» Work request
Repeat back the entries that follow, keeping every word as it is.

::: Supplied data

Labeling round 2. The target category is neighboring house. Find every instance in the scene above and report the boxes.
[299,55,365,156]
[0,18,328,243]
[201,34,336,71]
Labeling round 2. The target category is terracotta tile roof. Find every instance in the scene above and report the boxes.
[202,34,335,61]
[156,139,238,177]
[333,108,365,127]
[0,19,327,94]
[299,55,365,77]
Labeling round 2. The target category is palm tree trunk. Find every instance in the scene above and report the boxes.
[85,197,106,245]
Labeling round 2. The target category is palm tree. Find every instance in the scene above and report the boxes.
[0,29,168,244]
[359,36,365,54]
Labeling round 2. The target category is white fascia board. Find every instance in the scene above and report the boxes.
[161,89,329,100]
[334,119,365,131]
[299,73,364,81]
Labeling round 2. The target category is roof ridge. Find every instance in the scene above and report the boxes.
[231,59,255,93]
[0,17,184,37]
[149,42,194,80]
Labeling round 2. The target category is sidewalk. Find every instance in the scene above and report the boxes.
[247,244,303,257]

::::::

» The completed task
Labeling round 2. The target category is neighboring house. Find every instance in the scene above and report the boxes.
[299,55,365,156]
[0,18,328,243]
[201,34,336,71]
Labeling round 2. The target category is terracotta tile roof. Find every instance in the scene above and report the boxes.
[202,34,335,61]
[156,139,238,177]
[333,108,365,127]
[0,19,327,94]
[299,55,365,77]
Labeling round 2. The target category is palm tree trunk. Find every instance in the scene above and report the boxes.
[85,197,106,245]
Labeling round 2. The target category is palm tree. Find every instance in the scene above and report the boxes.
[0,29,168,244]
[359,36,365,54]
Labeling round 2. The target category is white fascia board. Find every instance in the scene above and report the boxes.
[161,89,329,100]
[334,119,365,131]
[299,73,364,81]
Labeling round 2. The target category is roof ridge. Find every instance in the scene above and report the boxes.
[231,59,255,93]
[0,17,184,37]
[149,42,194,80]
Labeling round 2. The target category is sidewalk. Find every instance in the scene above and report the boxes.
[247,244,303,257]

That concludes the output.